SOURCE EXTRACT:
What is a participle?

A form of a verb that can be used as an ADJECTIVE or combined with auxiliaries to form different tenses.

2

What is a PARTICIPIAL PHRASE, and how does it function in a sentence? 

participial phrases are phrases that look like a verb, but actually functions as an adjection, modifying a noun in a sentence.

Walking down the street, he saw a bookstore and went in.

3

Identify the participial phrase and the function it's performing in... 

The text, written in French, was later translated into English.

WRITTEN IN FRENCH

ADJECTIVE

4

Identify the fault and the fix:

Walking down the street, he went into a store.

 

Mind the tenses—these actions are supposed to be sequential, not simultaneous (as implied). 

▪ Walking down the street, he saw a store and he went in.

▪ He walked down the street and went into a store.

5

Identify the fault and the fix:

Racing for the bus, she jumped on just before it pulled away.

Mind the tenses—the sentence needs to be rewritten to make the actions sequential, not simultaneous (as implied). 

▪ She raced for the bus and then jumped on just before it pulled away.

▪ Racing for the bus, she was able to catch it. She jumped on just before it pulled

away.

6

What is the #1 pitfall of participial phrases?

MATERIAL PROVIDED:
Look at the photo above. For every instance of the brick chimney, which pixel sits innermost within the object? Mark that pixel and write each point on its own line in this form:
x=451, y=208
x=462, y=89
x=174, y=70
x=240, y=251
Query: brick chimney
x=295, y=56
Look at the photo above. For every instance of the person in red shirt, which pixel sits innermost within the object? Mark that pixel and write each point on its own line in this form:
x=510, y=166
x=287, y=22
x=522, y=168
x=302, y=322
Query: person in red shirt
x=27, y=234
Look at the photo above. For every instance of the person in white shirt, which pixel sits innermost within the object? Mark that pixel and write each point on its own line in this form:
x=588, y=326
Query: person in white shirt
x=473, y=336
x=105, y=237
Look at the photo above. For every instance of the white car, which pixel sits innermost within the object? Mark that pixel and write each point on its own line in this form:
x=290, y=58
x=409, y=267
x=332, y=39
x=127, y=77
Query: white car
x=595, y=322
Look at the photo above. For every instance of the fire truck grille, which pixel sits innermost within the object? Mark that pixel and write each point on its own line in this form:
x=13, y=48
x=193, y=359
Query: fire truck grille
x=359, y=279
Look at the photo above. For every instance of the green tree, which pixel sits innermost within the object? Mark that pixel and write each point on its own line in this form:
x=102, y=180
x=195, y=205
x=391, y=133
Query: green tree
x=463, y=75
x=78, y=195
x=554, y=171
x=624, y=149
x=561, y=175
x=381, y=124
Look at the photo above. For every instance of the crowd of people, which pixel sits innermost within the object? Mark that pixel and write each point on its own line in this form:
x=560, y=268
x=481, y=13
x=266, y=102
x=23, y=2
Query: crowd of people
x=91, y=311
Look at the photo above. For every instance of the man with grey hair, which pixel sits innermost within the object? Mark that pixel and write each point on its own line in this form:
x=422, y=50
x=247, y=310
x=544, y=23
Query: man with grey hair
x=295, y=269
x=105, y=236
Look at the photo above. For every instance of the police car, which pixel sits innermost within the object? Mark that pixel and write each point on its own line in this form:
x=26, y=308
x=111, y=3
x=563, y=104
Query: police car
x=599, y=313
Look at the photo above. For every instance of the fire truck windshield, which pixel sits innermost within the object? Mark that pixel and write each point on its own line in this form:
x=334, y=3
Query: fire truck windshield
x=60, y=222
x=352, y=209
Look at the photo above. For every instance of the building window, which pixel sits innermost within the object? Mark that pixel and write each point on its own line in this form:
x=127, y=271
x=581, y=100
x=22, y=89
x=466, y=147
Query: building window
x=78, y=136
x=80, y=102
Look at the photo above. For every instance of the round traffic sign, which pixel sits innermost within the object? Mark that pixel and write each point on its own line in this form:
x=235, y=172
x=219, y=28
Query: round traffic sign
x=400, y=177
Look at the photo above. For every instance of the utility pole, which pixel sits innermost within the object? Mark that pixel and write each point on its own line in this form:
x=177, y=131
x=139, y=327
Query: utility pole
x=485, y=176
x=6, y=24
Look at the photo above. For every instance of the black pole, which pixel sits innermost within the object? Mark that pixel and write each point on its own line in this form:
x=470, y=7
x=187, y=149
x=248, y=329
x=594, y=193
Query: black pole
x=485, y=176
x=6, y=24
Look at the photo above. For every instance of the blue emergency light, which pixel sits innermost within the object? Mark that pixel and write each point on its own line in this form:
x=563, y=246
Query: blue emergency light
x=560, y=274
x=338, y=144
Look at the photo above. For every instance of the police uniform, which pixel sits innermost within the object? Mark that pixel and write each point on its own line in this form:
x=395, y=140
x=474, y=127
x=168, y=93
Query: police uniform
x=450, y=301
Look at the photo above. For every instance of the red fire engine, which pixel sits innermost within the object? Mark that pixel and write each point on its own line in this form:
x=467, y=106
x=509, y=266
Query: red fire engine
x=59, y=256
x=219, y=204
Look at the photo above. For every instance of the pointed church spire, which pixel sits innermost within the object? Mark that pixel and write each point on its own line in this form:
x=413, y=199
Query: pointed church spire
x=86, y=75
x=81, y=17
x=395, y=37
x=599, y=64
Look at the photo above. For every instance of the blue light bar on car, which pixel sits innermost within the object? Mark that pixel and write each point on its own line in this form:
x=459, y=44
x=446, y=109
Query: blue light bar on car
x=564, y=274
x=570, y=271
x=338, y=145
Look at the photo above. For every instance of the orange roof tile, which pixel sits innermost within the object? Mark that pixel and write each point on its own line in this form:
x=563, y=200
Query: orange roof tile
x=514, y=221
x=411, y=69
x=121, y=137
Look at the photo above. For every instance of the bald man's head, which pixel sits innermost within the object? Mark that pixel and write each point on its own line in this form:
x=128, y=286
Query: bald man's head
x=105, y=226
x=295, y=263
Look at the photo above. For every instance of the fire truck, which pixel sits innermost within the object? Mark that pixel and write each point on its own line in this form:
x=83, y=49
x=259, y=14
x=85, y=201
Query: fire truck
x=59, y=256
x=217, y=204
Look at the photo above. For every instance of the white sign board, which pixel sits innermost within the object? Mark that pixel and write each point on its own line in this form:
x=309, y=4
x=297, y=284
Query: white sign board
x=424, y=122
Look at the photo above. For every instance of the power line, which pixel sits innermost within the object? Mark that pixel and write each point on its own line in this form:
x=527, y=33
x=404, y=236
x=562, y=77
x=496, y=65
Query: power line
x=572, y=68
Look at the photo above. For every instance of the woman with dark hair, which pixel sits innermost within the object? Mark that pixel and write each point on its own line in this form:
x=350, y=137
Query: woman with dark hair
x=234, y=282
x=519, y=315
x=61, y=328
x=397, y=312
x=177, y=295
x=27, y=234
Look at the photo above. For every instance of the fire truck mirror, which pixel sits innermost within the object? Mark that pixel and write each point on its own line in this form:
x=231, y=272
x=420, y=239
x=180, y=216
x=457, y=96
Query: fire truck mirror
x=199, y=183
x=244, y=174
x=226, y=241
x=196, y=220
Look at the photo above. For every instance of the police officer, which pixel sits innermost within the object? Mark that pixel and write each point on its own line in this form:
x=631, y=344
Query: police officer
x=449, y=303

WHAT THIS EXERCISE ASKS:
1) Do these statements agree with the participle notes? Give yes or no for each, with the deciding words of the notes quoted exactly.
(a) A participle can be combined with auxiliaries to form different tenses.
(b) In "The text, written in French, was later translated into English," the participial phrase does the work of an adverb.
(c) One fix offered for the store sentence is "He walked down the street and went into a store."
2) Write out everything in the records from the line containing "Look at the photo above. For every instance of the crowd" down to the line containing "x=91, y=311", with both of those lines included.

ANSWERS GIVEN:
1)
(a) Yes: "combined with auxiliaries to form different tenses"
(b) No: "ADJECTIVE"
(c) Yes: "He walked down the street and went into a store."

2)
Look at the photo above. For every instance of the crowd of people, which pixel sits innermost within the object? Mark that pixel and write each point on its own line in this form:
x=560, y=268
x=481, y=13
x=266, y=102
x=23, y=2
Query: crowd of people
x=91, y=311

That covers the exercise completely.